◆ TASK TO CARRY OUT: Search the material for "woman" and show all lines that contain it.

◆ EXCERPTED RECORDS:
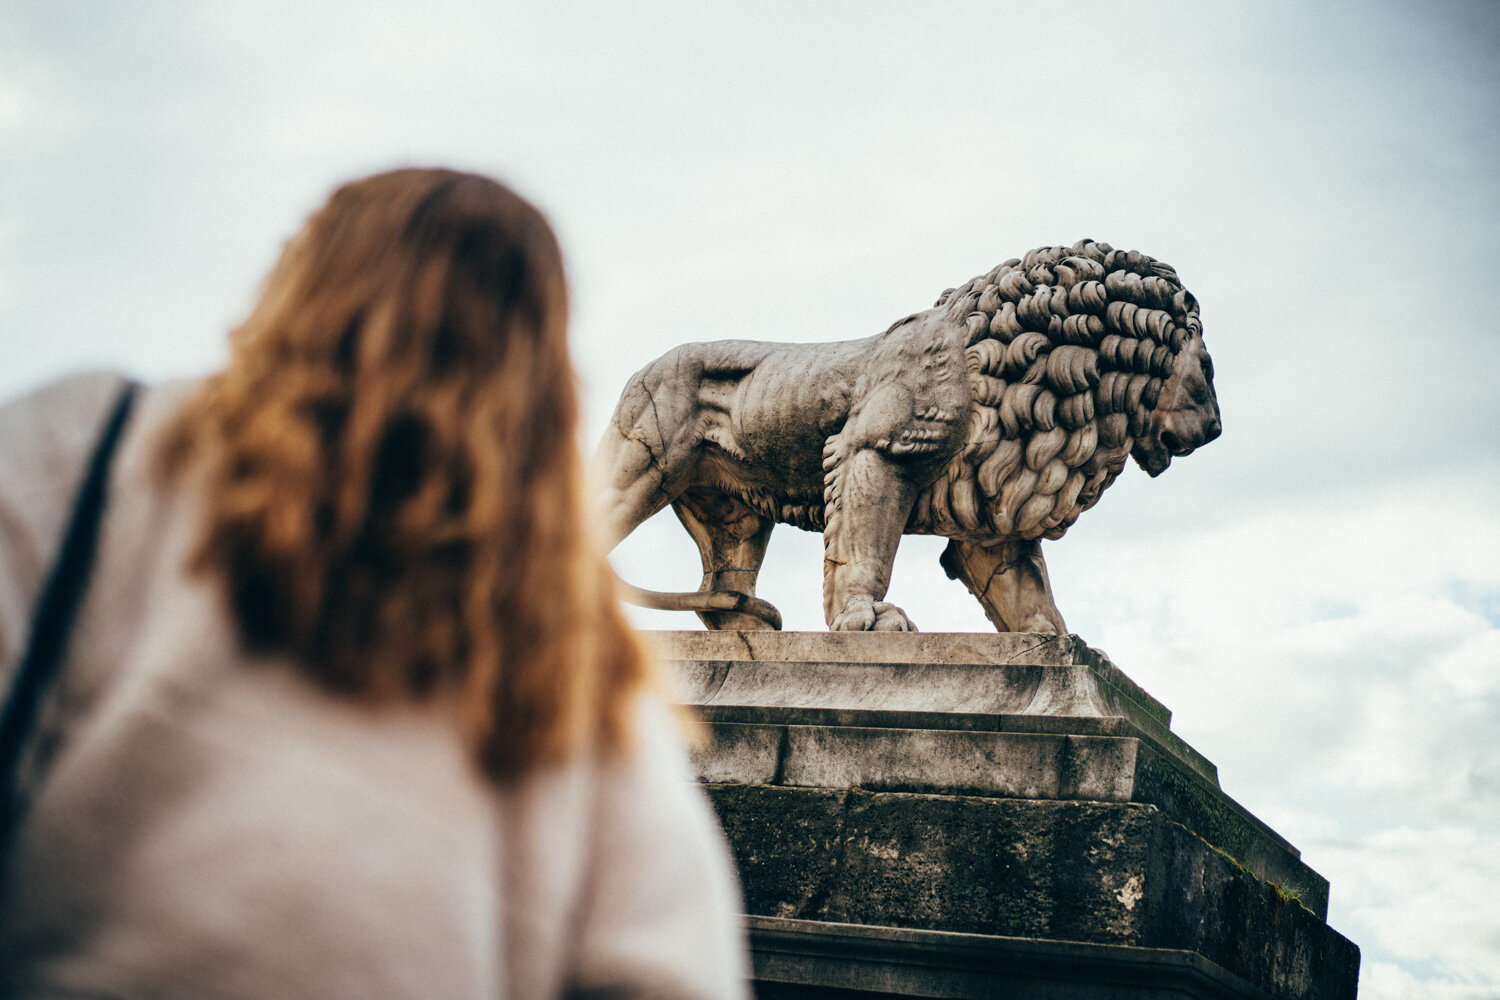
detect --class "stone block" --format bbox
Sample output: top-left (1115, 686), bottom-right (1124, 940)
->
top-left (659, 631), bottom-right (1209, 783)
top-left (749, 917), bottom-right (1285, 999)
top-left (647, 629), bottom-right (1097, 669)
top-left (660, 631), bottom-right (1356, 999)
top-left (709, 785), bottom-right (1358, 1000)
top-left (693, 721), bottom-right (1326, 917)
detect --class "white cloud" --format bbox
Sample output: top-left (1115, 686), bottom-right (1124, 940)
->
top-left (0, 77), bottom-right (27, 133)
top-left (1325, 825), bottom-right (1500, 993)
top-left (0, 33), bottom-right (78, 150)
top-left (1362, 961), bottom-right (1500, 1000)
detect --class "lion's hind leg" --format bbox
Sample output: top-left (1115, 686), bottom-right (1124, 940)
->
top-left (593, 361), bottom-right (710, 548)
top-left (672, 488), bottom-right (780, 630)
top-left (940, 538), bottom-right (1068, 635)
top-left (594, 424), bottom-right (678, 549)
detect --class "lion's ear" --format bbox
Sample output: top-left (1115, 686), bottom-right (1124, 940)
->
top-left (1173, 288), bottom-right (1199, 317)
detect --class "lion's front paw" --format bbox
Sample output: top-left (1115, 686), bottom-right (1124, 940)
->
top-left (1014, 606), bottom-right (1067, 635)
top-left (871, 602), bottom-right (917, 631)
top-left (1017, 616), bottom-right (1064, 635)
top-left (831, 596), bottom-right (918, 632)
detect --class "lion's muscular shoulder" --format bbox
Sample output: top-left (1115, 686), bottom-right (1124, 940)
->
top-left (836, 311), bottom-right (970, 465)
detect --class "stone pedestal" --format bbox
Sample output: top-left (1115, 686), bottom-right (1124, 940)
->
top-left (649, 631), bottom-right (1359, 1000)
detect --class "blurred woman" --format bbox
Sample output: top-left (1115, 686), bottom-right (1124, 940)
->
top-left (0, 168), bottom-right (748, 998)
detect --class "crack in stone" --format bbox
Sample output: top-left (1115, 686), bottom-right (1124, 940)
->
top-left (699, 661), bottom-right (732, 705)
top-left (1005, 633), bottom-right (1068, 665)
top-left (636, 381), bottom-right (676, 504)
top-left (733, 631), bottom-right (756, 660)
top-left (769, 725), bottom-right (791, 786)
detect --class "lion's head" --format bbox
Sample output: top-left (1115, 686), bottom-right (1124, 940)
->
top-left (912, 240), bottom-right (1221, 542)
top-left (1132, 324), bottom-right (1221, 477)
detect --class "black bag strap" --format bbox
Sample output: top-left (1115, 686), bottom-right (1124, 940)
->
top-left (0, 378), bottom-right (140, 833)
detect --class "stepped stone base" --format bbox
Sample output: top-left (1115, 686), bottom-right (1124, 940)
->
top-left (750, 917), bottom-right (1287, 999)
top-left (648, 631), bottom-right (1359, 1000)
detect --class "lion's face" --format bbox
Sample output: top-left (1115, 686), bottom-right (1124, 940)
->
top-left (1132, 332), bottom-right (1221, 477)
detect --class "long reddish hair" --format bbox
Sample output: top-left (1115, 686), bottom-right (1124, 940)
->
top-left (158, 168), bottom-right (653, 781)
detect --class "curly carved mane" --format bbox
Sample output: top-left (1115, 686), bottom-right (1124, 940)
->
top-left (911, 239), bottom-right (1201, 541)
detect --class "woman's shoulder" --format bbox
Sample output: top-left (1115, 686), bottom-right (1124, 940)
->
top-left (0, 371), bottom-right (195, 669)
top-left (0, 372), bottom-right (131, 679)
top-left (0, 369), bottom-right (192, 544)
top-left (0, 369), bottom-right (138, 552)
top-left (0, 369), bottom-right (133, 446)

◆ ANSWER SECTION:
detect --class "blurred woman" --format bbox
detect --class "woman's shoulder" --format bbox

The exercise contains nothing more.